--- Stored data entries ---
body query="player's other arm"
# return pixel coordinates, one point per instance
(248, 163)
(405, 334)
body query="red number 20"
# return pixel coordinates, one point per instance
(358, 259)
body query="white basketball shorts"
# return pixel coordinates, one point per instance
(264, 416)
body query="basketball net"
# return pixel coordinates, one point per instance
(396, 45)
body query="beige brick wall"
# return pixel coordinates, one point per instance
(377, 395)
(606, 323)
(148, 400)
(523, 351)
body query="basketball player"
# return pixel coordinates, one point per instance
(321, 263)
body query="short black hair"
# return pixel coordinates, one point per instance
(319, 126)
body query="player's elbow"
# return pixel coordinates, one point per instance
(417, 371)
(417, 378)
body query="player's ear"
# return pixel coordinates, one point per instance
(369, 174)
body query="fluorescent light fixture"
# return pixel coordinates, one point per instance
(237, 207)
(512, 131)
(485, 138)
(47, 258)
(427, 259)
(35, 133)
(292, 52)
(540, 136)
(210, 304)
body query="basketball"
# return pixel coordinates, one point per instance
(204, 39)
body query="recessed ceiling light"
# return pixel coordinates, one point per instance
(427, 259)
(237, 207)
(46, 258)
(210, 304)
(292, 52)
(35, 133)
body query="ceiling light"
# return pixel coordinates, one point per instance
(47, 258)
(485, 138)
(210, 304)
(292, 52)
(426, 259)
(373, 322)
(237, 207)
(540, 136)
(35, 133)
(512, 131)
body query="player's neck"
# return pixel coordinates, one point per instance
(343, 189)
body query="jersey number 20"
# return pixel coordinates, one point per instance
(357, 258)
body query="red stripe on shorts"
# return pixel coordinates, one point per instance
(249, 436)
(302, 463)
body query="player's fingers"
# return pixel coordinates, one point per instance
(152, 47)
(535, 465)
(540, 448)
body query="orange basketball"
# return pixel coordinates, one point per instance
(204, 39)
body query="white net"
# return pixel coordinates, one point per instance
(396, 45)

--- About this task ---
Which of the lines above include the string "white"? Pick them out and copy them.

--- Reply to the task ---
body query="white basketball shorts"
body query="white net"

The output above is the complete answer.